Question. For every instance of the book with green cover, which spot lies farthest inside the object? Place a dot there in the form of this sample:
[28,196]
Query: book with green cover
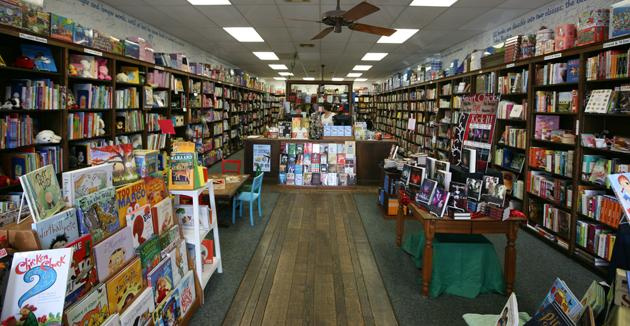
[42,192]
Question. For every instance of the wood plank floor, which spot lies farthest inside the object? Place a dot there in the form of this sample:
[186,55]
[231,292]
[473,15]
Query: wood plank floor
[313,266]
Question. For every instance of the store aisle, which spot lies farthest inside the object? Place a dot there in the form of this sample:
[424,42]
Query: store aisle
[313,265]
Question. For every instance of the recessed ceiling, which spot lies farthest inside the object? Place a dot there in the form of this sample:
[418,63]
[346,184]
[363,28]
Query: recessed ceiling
[440,28]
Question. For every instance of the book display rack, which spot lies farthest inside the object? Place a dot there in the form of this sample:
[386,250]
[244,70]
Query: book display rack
[561,128]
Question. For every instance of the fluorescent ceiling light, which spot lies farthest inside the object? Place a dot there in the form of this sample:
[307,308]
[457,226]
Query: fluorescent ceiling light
[266,55]
[245,34]
[400,36]
[431,3]
[209,2]
[374,56]
[362,67]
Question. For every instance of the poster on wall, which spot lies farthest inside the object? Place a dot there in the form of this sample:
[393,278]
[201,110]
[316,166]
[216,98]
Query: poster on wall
[475,129]
[262,157]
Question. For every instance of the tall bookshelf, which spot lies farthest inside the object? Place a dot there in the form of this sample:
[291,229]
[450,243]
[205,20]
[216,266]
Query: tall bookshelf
[569,153]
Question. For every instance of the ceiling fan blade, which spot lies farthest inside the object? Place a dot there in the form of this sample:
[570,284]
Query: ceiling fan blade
[323,33]
[359,11]
[383,31]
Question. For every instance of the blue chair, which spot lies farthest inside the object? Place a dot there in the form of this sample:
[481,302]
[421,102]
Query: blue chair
[250,197]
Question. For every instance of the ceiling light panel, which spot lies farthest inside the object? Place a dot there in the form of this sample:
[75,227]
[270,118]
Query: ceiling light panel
[245,34]
[266,55]
[374,56]
[400,36]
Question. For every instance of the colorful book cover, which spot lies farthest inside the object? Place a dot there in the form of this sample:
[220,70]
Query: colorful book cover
[160,279]
[122,157]
[187,293]
[42,192]
[139,312]
[91,310]
[168,312]
[37,287]
[82,277]
[124,287]
[97,214]
[58,230]
[163,217]
[82,182]
[141,223]
[129,198]
[113,253]
[156,189]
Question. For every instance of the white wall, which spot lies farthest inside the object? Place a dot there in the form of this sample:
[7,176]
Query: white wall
[100,16]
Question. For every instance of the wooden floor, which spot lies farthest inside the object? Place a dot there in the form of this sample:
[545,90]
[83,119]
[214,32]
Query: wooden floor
[313,266]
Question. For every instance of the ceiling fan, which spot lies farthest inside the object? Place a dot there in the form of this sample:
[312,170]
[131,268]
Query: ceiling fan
[338,18]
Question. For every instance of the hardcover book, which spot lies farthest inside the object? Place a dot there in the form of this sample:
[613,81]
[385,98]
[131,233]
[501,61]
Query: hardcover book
[37,287]
[141,223]
[97,214]
[121,156]
[139,312]
[92,309]
[81,182]
[42,192]
[113,253]
[58,230]
[162,214]
[124,287]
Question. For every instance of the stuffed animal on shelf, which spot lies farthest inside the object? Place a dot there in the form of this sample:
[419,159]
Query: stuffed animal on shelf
[47,137]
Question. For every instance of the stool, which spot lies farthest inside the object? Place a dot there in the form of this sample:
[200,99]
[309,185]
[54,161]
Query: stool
[463,265]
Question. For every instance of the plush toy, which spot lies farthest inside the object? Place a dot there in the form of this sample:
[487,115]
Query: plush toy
[47,137]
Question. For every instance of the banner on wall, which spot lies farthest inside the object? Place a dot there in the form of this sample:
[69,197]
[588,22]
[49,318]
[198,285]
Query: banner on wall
[262,157]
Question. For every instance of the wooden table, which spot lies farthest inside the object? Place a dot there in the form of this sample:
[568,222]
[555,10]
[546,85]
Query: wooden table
[433,225]
[230,188]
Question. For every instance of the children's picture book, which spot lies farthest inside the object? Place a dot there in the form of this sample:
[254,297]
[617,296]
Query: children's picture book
[160,279]
[473,188]
[168,312]
[141,223]
[41,56]
[113,253]
[129,198]
[42,192]
[91,310]
[187,293]
[121,156]
[58,230]
[426,191]
[163,217]
[140,310]
[124,287]
[97,214]
[82,182]
[37,287]
[82,277]
[439,201]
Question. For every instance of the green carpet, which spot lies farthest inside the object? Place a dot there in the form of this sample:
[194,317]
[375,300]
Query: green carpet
[537,266]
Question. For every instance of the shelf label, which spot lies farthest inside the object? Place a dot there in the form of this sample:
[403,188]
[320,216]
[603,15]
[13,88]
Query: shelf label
[616,43]
[93,52]
[33,38]
[553,56]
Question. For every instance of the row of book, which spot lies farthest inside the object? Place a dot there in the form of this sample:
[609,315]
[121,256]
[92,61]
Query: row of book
[597,205]
[560,102]
[41,94]
[553,161]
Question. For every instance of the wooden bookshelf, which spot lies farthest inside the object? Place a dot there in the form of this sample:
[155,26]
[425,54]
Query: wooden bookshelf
[393,108]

■ SHORT EXERCISE ■
Images must not appear in the copy; reproduce everything else in the records verbatim.

■ WRITTEN RESPONSE ■
Question. For every instance of the book with green cover, which spot lies farthest inside the object? Place a dot there in the form of this sample:
[28,196]
Query: book with green cover
[42,192]
Question. For every instance of the wood plank floor, which spot lies farthest inside the object? Place a dot there in the form of this sample:
[186,55]
[231,292]
[473,15]
Query: wood plank floor
[313,266]
Question. For every instance of the store aisle, which spot lies farthest inside the object? Place a dot there in the form of this sample:
[424,42]
Query: store aisle
[313,265]
Question. For every instance of the recessed ceiling, which spot lies farthest inside the object? Place a dot there in the form of this sample:
[418,63]
[346,184]
[363,28]
Query: recessed ceiling
[440,28]
Question. For every instance of the book display rack, which spot lies farthest inside the object? Place a dot there in the form of this sample:
[386,250]
[244,70]
Query: book display rack
[561,128]
Question. For every instance of the fluorescent ceiling light, which spot lies farthest inside the object? Place a dot there in the form of this sample:
[307,308]
[457,226]
Query: fluorescent ceiling light
[266,55]
[245,34]
[400,36]
[431,3]
[209,2]
[374,56]
[362,67]
Question. For every instance of the poster on wall, which spot lies farthest inside the object? Place a dot there in the form of this sample:
[393,278]
[201,110]
[316,166]
[216,98]
Query: poster on wall
[475,129]
[262,157]
Question. For every instance of the tall bookshelf, which spot lies farthest inside the object? Place a dot there in the form of this sample:
[291,229]
[450,243]
[205,20]
[216,266]
Query: tall bookshelf
[569,153]
Question. For every instance of the ceiling fan blade, which spot lies farthest inside the object? Place a dot there in the form of this sample:
[570,284]
Query: ceiling fan blade
[323,33]
[359,11]
[383,31]
Question. For every instance of the blue chair, which spot lies farthest inside the object? Place a dot there in the form of this sample:
[481,302]
[421,102]
Query: blue chair
[250,197]
Question. For every instance of the ceiling light panel, which spot lies farthest inside the object? Place a dot there in the form of this sample:
[75,227]
[270,118]
Query: ceiling light panel
[245,34]
[266,55]
[374,56]
[400,36]
Question. For every instance of the colorful book cover, which spot lies farthest inside the object? Place a dot there in the form of this sample:
[220,70]
Query: colorful book cover
[160,279]
[122,157]
[187,293]
[42,192]
[139,312]
[91,310]
[168,312]
[37,287]
[82,277]
[124,287]
[97,214]
[58,230]
[163,217]
[82,182]
[141,223]
[129,198]
[113,253]
[156,189]
Question. For every instance of the white wall, which spot lies farthest inside the object? Place a dot there in the form of this sample:
[7,176]
Query: white wall
[100,16]
Question. For every instance of the wooden floor, which spot lies farthest inside the object? Place a dot there in the form of this sample:
[545,90]
[83,119]
[214,32]
Query: wooden floor
[313,266]
Question. For every instance of the ceiling fan, which spot lies farthest inside the object? Place a dot there in the form of this sample:
[312,170]
[131,268]
Query: ceiling fan
[338,18]
Question. For every instance of the hardcover book, which spot lies farthest inside the object? Place a dot there in the form of this sample:
[613,81]
[385,98]
[131,233]
[501,61]
Query: hardcover book
[37,287]
[141,223]
[97,214]
[121,156]
[139,312]
[92,309]
[81,182]
[42,192]
[113,253]
[58,230]
[162,214]
[124,287]
Question. For every instance of the stuffed animal on shelf, which spot lies farthest inside the object? Place a dot there in the form of this sample:
[419,159]
Query: stuffed animal on shelf
[47,137]
Question. For every instance of the stool, which spot lies farthest inside the object? Place a dot there in the form of this sample:
[200,99]
[309,185]
[54,161]
Query: stool
[463,265]
Question. For every instance of the plush toy, which spot lies farthest inside the object? Place a dot there in the form of this sample:
[487,115]
Query: plush toy
[47,137]
Question. For every instance of the banner on wall, which spot lies farthest inside the object? Place a dot there in the form of this sample:
[69,197]
[588,22]
[49,318]
[198,285]
Query: banner on wall
[262,157]
Question. For every instance of the wooden table, which spot lies farthest inside the object? Place a dot there in the form of this sample:
[568,222]
[555,10]
[546,85]
Query: wooden table
[433,225]
[230,188]
Question. For every instance of the children's picture book, which spot lies farthest inside the object? Place a dot there in the form of this sample:
[254,297]
[617,296]
Query: children's picture book
[160,279]
[473,188]
[168,312]
[141,223]
[41,56]
[113,253]
[129,198]
[42,192]
[91,310]
[187,293]
[121,156]
[58,230]
[426,191]
[163,217]
[140,310]
[124,287]
[97,214]
[82,182]
[37,287]
[82,277]
[439,201]
Question. For every instance of the green carpet, which spot lies farthest inside the object? Place a dot there in the form of this sample:
[194,317]
[375,300]
Query: green carpet
[537,266]
Question. For every instance of the shelf label, which spot lies farthest inside the object? Place a dot there in the form of this sample:
[403,188]
[320,216]
[603,15]
[13,88]
Query: shelf label
[616,43]
[93,52]
[33,38]
[553,56]
Question. For every instance of the row of book, which spot lies farthest inside the object? Place a dot there in the form of this sample:
[609,315]
[121,256]
[92,61]
Query: row of book
[597,205]
[560,102]
[41,94]
[553,161]
Question. For every instance of the wooden bookshelf, which spot lies farthest inside the object? Place a dot there in the form of this sample:
[155,26]
[425,54]
Query: wooden bookshelf
[393,108]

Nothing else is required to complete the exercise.